Free-text object descriptions
.....
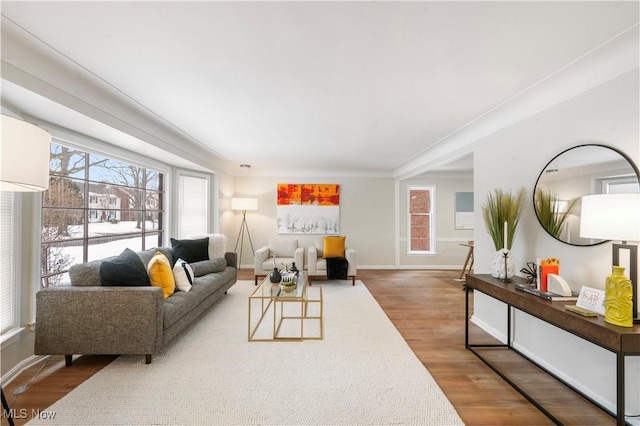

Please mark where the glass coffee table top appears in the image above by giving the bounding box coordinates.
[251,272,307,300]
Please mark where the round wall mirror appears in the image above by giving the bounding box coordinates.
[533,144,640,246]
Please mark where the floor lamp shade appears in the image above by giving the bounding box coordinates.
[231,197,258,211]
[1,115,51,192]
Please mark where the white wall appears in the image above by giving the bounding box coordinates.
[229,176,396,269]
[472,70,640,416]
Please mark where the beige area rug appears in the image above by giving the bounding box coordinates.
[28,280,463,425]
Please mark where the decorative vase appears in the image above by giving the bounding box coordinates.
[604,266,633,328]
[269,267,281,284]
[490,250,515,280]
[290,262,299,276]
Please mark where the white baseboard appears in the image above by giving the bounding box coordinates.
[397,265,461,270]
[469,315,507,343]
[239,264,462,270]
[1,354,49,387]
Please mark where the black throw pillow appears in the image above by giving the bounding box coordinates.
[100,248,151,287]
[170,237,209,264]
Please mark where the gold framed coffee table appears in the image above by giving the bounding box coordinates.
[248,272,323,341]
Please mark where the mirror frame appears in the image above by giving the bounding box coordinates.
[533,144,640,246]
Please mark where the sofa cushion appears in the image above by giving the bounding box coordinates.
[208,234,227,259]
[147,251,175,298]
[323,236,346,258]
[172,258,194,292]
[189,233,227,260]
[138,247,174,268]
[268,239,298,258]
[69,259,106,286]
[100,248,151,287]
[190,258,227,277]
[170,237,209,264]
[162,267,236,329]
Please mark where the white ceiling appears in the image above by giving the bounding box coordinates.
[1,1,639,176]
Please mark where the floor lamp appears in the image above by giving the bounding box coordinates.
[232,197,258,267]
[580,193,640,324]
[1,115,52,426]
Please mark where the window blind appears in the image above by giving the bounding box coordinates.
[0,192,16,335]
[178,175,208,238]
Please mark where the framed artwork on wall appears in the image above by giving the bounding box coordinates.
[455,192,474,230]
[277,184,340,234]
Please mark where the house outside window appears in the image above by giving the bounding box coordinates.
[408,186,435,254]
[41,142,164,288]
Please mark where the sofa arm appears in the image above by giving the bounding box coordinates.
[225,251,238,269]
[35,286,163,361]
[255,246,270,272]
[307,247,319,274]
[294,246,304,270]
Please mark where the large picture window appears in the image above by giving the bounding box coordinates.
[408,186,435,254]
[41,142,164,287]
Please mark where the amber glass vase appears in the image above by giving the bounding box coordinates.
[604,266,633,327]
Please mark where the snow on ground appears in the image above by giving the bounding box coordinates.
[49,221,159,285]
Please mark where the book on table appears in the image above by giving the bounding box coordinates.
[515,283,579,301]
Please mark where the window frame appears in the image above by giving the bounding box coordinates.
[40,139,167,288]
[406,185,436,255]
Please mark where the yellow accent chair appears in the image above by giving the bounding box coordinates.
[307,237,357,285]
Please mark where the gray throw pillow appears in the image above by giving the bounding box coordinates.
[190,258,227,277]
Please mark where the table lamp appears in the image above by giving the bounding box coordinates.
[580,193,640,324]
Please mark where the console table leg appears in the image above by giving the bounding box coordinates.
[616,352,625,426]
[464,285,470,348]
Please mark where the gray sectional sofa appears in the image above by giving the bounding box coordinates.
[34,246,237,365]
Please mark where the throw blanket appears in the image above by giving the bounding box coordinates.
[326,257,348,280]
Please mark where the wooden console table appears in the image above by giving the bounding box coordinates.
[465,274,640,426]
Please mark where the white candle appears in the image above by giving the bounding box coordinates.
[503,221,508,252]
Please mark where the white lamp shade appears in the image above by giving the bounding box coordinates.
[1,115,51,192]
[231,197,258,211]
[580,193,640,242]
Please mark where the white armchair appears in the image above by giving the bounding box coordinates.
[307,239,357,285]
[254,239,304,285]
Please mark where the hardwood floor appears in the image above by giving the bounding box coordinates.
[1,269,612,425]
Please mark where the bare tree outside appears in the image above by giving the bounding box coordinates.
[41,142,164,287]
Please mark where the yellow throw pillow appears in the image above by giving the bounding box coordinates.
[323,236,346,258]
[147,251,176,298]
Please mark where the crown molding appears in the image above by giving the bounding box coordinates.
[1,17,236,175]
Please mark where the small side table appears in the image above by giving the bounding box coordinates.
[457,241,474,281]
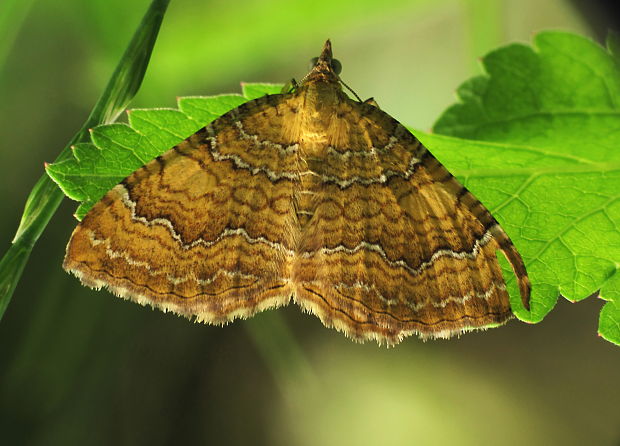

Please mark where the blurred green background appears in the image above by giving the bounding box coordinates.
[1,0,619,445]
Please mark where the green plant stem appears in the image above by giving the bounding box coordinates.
.....
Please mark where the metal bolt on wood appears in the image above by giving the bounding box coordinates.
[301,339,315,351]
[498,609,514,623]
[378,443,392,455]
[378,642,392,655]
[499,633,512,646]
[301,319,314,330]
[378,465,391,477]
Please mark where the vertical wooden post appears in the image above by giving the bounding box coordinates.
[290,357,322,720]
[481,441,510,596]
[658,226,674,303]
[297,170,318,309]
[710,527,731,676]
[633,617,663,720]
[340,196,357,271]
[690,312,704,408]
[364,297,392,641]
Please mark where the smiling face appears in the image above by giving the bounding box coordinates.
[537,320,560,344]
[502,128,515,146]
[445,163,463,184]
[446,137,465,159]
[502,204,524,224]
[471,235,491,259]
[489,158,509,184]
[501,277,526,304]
.....
After locating the line containing "Please mark where the white armchair" in the entries above, return it and every line after it exactly, ending at the line containing "Please mark where the green", without pictures.

Solution for this problem
Please mark where the white armchair appears in the image above by giving the bounding box coordinates.
[307,239,357,285]
[254,239,304,285]
Please mark where the hardwood floor appears in the image above by giving the bounding box coordinates.
[1,269,612,425]
Please mark where the bare tree outside appears in the image above by giving the bounding box coordinates.
[41,142,164,287]
Please mark where the yellow throw pillow appears in the image above by giving the bounding box coordinates.
[323,236,346,258]
[147,251,176,298]
Please mark where the crown molding appears in the image above by giving the bounding box coordinates.
[1,17,236,175]
Please mark where the small side table appears in the image above by giving the bounding box coordinates.
[457,241,474,281]

Please mark where the blurred green background appears in the image above by giving the bounding box coordinates.
[1,0,619,445]
Please mark where the green plant stem appears in the image above by giving the bounding box coordinates.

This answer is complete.